*** Opening of MATERIAL PROVIDED ***

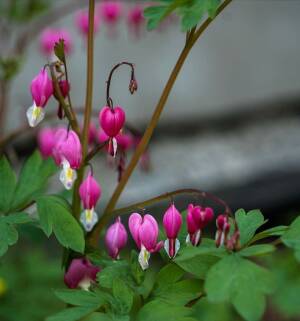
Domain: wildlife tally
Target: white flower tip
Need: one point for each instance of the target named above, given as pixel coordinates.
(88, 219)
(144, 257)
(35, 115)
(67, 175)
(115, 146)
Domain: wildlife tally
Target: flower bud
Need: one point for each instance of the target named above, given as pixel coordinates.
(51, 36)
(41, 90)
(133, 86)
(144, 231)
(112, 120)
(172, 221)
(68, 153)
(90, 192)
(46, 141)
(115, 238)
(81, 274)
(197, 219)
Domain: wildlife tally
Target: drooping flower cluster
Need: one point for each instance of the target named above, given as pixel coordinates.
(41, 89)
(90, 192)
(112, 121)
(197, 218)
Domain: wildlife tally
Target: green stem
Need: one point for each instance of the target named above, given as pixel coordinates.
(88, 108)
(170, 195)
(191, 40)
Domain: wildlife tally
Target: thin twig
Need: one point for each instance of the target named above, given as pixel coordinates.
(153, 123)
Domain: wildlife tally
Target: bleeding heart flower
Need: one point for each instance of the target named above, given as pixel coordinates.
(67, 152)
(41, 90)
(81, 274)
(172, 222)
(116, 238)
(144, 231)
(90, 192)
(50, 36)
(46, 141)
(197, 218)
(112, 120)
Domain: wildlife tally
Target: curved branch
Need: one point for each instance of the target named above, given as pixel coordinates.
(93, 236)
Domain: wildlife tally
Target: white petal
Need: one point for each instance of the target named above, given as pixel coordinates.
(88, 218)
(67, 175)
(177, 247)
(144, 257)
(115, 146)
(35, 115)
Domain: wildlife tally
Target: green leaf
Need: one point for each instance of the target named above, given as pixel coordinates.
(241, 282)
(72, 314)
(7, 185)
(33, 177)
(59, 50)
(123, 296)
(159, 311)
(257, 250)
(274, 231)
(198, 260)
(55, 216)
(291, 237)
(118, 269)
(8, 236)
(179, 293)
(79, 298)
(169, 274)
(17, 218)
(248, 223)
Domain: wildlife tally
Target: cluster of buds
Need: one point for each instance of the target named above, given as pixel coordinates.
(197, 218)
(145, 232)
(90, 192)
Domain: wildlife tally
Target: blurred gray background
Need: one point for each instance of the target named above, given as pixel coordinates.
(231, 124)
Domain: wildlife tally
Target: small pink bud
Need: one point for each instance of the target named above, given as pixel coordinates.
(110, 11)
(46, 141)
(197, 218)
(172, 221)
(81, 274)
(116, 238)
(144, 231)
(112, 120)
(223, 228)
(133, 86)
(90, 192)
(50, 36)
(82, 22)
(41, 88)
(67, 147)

*** Close of MATERIAL PROVIDED ***
*** Opening of MATERIAL PROVIDED ***

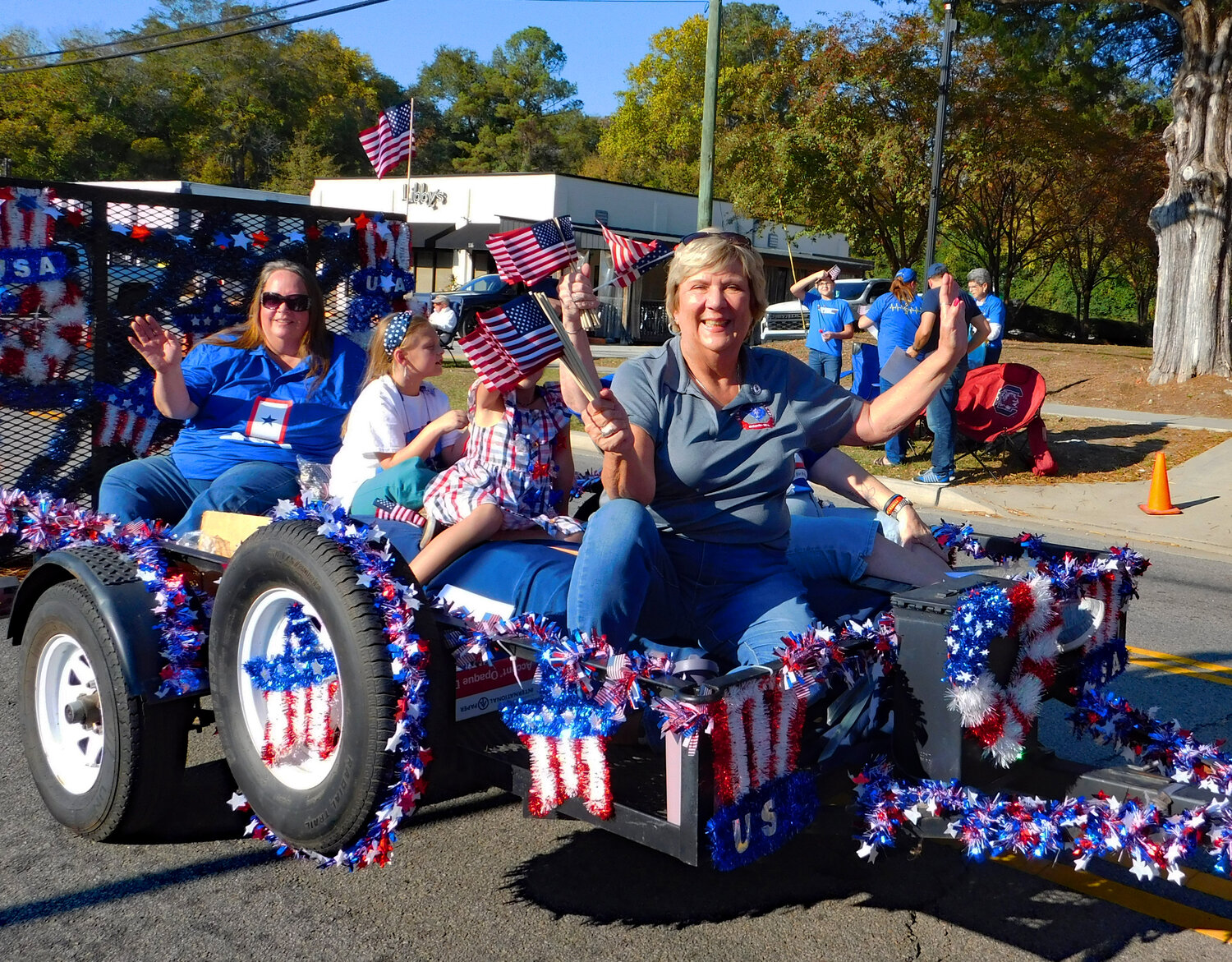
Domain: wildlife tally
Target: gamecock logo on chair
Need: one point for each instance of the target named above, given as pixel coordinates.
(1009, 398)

*** Close of MATERIAL PROVIDED ***

**WHAT IS EXPECTED:** Go through the data above and copy each line in which "white" appears.

**SOLUTION TO THE EXERCISE:**
Target: white flower tip
Target: white petal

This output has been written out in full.